-- start RECORDS SUPPLIED --

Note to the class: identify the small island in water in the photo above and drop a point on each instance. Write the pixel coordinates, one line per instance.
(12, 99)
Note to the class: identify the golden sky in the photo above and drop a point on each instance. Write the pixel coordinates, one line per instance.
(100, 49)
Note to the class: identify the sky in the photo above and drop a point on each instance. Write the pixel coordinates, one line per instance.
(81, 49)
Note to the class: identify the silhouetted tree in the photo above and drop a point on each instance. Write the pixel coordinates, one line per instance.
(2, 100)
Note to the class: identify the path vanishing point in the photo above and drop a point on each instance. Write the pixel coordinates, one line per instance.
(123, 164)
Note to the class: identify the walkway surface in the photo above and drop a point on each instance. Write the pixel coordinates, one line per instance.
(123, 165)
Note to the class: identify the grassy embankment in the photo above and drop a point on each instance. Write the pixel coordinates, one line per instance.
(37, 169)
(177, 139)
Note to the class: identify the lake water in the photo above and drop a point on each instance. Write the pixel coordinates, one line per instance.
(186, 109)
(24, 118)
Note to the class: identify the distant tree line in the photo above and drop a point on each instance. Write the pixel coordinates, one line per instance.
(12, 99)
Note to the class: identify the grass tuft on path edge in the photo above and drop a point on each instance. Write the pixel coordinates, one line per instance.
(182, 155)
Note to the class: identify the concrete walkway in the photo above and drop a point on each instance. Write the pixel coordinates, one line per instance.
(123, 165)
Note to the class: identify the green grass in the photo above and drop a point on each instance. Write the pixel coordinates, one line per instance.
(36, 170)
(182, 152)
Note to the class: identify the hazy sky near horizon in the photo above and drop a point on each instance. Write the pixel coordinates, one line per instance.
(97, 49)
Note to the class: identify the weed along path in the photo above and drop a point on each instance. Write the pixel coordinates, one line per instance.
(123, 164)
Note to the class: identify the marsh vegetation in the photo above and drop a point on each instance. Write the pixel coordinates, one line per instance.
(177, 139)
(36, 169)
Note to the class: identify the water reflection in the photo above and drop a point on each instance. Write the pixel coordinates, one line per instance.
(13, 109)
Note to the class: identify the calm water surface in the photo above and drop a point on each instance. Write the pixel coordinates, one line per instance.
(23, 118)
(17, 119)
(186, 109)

-- end RECORDS SUPPLIED --

Shift every coordinate number in the answers up by 47. Reproduce all lines, requests included, starting at the line that contains "Note to the class: identify the concrete" and stopping after the final line of the records.

* **THE OUTPUT**:
Note to the class: identify the concrete walkway in the photo above and drop a point on each instance. Write the pixel coordinates, one line per instance.
(170, 212)
Note to the class: identify the green grass in the photo above and drop a point on each instance. Write the pixel coordinates, one line per instance.
(83, 217)
(229, 199)
Note to the class: identify the hazy sky near horizon in the photo above and drop a point on each instance. Write the pixel coordinates, one line per instance.
(144, 96)
Note to the class: identify the weed along path in the photo above and drop a point on each instance. Write the pixel coordinates, one line per instance.
(170, 211)
Note to the class: identify the marsh vegetation in the photo above and drop a point on each instance. Write the pixel coordinates, one line per instance.
(224, 186)
(83, 216)
Note to the class: identify the water reflection in the photo above and drop a point on each instance. Write the pixel coordinates, one line per instance.
(60, 156)
Note to the class: identify the calm water surface in the photo above and drop a point on each instance. Write the pixel coordinates, one line per instance.
(70, 165)
(64, 166)
(233, 156)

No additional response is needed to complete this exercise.